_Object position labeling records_
'''

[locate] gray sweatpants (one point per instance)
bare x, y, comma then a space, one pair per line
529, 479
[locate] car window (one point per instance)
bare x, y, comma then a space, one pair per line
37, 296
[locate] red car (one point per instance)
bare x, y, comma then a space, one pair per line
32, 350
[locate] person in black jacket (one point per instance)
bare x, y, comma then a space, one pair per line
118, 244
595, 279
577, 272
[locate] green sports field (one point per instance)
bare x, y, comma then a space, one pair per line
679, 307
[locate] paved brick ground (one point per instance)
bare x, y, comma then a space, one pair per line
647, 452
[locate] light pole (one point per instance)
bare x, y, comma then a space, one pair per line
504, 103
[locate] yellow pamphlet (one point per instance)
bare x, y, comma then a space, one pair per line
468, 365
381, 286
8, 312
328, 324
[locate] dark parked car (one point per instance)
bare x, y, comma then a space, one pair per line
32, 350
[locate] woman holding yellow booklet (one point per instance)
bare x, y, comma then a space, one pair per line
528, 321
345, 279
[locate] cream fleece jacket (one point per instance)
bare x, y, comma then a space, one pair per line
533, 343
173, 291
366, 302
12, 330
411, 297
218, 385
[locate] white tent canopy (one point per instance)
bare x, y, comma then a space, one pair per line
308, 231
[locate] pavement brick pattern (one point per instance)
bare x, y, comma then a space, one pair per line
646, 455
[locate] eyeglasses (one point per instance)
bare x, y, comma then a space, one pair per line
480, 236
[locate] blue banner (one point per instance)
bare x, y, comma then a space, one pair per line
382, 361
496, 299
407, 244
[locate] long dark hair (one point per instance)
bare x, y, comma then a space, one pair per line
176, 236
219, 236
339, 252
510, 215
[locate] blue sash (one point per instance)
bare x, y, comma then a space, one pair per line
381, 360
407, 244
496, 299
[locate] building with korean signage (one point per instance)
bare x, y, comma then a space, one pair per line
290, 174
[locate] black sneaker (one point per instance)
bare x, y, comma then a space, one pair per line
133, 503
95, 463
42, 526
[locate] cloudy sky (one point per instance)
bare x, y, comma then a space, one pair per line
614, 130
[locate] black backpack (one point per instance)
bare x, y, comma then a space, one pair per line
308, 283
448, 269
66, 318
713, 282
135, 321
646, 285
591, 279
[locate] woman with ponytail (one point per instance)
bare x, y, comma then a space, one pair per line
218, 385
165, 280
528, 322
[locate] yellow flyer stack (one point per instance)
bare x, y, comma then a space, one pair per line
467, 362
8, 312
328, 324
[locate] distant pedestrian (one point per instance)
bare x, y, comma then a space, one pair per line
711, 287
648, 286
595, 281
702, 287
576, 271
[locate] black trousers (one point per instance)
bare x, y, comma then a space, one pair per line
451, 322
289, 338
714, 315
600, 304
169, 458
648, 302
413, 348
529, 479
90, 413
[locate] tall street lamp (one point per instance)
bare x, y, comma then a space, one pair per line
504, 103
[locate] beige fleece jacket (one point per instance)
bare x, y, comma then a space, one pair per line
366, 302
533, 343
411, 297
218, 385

'''

_What you are asked to do_
Please rewrite all the records above, replacing "one point per instance" with "one point for each instance" and leaving everything else unchanged.

_Solution to the exercise_
[locate] gray sweatpants (one point for each instance)
bare x, y, comma then a space, one pair per line
529, 479
[locate] car window (one point for each instance)
bare x, y, comma then a space, one pair per line
37, 296
[locate] red car (one point for each instance)
bare x, y, comma then a space, one pair per line
32, 350
[locate] person in black jacket (one point for each instance)
bare x, y, comma then a space, one pair per line
118, 244
595, 279
577, 272
[locate] green sports field (one point for each instance)
bare x, y, comma then a space, one pair per line
679, 307
[locate] paved brick ground (one point for each instance)
bare x, y, comma then a space, one pair per line
647, 452
[locate] light pole (one point for each instance)
bare x, y, comma then a space, one pair per line
504, 103
[locate] yellow pamphlet (one point for each instance)
bare x, y, comma then a space, one pair per line
468, 365
381, 286
8, 312
328, 324
[locate] dark parked car (one point for each instance)
bare x, y, comma then a space, one pair per line
32, 350
[locate] woman holding yellow booklet (one point for each instance)
bare x, y, comma then a space, one pair per line
528, 321
345, 279
[locate] cream fleece jacket (one point for each instance)
bare x, y, comma then a space, one pair per line
533, 343
173, 291
366, 302
12, 330
411, 297
218, 385
[locate] white tent canopy (one point for each instance)
bare x, y, comma then a space, one pair per line
308, 231
[locate] pavement brick pattern (one point for each instance)
bare x, y, comma then a space, one pair per line
646, 455
[locate] eyeglasses (one point for each instance)
bare x, y, comma then a space, one pair per line
480, 236
[locate] blue banner (one point for each instance)
bare x, y, comma then a space, one pair per line
382, 361
496, 299
407, 244
[locate] long dark hair (one point for each instance)
bare x, y, comma then a space, one pair per line
176, 236
219, 236
339, 252
510, 215
[locate] blue sash (one point for each instance)
bare x, y, comma then a space, one pair per line
381, 360
407, 244
496, 299
[locate] building with korean signage (one point for each instance)
bare x, y, comma then a space, one pair per line
290, 174
[locate] black sneaker (one point for each instance)
bare x, y, comma then a space, one pair per line
133, 503
95, 463
42, 526
[locate] cloudy sky (one point for each instance)
bare x, y, comma then a space, one pair per line
614, 130
[locate] black backpack (one point for each instance)
bare x, y, comma then a space, one pair per line
308, 283
448, 269
66, 318
713, 282
135, 321
646, 285
591, 279
[locate] woman with ponytail (one point for each instance)
bare x, y, comma then a space, one pair per line
218, 385
165, 280
528, 322
[locate] yellow flyer stack (one point for each instance)
bare x, y, comma then a space, one pair per line
467, 362
8, 312
328, 324
[locate] distant pedestrian (one point for each instance)
bare x, y, comma then a space, one pair per line
711, 287
648, 286
595, 281
702, 287
576, 271
[locate] black trousers (one point for each instance)
bare x, y, comma then a space, one pair per line
451, 322
289, 338
714, 315
600, 304
169, 458
648, 302
413, 348
529, 479
90, 413
[locate] tall street lamp (one point for each instance)
bare x, y, comma then a space, one pair per line
504, 103
[locate] beige fleece jacket (one point for each instance)
bare x, y, comma then a space, one pair per line
366, 302
533, 343
411, 297
218, 385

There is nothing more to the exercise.